◆ Task to carry out
In the entries that follow, how many lines contain "above"? Please reply with only the number.

◆ Records contained in a dataset
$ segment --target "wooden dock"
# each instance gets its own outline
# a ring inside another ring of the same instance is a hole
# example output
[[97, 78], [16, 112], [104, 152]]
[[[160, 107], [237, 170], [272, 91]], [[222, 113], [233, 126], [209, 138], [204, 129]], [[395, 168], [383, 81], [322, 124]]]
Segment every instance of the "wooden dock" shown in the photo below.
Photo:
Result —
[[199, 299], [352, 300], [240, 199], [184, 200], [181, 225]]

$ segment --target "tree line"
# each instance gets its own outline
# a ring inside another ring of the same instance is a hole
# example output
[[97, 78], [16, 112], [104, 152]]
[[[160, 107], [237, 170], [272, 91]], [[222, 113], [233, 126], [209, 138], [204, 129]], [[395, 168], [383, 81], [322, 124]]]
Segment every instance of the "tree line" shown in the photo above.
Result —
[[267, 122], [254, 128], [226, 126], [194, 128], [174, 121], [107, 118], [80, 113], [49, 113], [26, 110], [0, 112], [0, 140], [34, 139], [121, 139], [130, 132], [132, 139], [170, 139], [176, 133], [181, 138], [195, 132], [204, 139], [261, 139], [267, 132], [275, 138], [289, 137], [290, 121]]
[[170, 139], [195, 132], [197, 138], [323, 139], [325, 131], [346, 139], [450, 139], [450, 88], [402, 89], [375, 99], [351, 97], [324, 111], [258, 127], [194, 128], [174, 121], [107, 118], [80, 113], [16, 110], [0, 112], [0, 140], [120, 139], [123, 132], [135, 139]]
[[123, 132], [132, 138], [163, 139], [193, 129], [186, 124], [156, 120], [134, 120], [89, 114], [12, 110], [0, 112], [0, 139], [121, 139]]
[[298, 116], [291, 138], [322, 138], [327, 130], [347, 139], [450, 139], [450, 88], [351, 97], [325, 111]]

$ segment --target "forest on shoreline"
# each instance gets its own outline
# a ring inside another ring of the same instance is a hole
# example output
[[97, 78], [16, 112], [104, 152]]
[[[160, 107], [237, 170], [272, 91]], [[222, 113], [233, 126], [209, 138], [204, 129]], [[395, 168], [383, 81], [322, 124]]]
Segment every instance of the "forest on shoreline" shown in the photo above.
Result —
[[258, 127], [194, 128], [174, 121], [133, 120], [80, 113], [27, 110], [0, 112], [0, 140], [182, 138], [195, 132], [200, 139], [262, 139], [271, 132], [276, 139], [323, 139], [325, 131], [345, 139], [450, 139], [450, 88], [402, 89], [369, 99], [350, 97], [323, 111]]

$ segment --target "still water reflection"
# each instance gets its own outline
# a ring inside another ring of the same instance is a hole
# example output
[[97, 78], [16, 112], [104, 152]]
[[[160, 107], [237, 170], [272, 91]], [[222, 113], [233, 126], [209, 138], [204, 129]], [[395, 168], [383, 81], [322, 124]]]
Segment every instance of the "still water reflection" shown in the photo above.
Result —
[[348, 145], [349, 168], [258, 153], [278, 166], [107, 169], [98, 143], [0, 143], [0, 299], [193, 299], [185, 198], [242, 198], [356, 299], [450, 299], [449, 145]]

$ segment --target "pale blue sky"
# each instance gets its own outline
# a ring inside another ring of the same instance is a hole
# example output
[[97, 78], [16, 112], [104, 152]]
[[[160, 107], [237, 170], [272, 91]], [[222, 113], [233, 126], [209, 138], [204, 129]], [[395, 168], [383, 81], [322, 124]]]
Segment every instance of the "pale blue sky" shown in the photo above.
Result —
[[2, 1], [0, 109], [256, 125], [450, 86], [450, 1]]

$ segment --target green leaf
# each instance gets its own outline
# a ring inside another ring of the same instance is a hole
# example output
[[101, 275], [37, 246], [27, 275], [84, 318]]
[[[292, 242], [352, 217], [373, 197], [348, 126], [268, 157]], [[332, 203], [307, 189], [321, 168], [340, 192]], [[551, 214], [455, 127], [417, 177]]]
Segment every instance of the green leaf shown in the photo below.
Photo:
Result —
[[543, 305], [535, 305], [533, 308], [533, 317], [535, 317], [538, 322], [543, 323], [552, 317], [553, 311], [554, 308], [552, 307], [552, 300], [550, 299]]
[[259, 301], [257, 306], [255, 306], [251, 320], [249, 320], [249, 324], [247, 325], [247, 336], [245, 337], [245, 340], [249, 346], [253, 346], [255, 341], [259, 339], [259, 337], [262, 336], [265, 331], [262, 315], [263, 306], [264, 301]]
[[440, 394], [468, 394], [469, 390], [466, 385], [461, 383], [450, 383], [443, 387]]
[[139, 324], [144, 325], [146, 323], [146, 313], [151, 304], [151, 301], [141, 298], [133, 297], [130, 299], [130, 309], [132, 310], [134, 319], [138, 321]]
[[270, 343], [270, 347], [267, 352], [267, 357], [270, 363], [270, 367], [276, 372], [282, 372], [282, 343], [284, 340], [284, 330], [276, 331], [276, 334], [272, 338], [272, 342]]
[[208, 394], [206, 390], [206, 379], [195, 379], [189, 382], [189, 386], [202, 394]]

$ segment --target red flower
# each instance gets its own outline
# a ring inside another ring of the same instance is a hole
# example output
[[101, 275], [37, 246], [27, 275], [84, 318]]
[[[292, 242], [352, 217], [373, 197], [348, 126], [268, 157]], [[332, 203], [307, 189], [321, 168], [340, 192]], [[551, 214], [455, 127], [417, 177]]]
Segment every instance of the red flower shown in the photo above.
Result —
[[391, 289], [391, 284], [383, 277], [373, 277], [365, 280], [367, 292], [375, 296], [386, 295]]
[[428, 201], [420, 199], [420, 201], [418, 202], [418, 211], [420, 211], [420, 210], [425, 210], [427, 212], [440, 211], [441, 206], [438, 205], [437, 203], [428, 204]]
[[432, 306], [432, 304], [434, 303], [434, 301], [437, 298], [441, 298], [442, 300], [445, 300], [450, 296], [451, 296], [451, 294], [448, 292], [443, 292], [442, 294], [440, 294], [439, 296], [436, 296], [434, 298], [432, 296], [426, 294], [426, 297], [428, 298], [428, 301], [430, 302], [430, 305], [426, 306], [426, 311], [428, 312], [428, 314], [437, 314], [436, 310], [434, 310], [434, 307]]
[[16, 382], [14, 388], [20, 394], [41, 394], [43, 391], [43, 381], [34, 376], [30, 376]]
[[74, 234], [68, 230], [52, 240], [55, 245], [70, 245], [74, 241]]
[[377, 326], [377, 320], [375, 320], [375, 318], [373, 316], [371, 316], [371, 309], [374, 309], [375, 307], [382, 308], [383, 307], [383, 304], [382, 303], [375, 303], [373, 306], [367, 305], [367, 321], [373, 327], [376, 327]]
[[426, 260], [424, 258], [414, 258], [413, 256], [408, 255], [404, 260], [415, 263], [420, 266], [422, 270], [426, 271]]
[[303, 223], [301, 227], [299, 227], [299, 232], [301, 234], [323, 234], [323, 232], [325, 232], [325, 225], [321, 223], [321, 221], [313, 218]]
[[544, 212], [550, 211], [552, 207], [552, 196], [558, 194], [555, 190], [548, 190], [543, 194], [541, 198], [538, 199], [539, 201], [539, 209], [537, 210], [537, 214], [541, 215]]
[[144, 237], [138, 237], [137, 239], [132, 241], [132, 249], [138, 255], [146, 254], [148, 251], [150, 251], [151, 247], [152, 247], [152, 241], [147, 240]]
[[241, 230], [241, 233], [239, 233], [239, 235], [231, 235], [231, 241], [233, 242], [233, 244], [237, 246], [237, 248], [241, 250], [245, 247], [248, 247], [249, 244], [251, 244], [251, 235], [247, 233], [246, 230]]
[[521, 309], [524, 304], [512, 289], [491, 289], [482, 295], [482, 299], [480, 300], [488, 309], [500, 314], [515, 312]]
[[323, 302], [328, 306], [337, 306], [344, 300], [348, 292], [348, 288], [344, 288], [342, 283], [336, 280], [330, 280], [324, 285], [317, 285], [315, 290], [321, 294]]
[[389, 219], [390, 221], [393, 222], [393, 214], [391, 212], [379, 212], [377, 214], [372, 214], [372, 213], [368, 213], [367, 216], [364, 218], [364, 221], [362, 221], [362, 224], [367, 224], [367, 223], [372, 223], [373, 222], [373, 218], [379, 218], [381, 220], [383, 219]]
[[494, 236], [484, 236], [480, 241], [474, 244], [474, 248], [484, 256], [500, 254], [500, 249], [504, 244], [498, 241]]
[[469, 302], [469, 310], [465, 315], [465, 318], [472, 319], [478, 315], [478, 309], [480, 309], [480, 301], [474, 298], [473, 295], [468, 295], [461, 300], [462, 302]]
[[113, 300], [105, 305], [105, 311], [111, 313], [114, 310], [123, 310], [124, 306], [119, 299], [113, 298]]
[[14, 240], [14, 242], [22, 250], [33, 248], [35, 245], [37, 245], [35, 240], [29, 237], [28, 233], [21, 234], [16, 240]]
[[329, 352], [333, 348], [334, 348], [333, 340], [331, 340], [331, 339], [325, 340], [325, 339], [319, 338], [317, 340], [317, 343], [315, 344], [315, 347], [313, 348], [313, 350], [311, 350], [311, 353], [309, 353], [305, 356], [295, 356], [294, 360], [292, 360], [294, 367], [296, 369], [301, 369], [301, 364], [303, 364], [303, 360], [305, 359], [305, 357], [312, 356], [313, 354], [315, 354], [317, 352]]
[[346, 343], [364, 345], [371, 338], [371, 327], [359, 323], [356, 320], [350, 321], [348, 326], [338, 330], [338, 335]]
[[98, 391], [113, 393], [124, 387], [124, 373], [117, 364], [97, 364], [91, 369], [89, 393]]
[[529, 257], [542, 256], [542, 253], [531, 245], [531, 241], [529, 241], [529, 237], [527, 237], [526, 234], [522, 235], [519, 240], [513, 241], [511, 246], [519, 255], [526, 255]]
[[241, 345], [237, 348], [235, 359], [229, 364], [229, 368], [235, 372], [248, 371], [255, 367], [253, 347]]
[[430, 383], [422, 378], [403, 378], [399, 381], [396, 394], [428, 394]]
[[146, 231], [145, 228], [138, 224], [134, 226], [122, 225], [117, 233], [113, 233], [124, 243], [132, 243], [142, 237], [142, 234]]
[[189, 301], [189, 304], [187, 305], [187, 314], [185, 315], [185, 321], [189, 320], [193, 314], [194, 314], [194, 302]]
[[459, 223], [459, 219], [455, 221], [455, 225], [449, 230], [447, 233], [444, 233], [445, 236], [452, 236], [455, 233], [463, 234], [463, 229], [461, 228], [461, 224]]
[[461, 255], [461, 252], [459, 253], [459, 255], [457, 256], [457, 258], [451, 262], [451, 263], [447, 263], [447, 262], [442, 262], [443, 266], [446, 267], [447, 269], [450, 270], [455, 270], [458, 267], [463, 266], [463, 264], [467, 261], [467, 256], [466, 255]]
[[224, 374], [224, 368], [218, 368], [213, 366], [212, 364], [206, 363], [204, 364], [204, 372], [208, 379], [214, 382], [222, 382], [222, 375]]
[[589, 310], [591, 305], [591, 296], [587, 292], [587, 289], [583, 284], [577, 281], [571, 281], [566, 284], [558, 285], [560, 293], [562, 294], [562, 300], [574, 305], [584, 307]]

◆ Task solution
5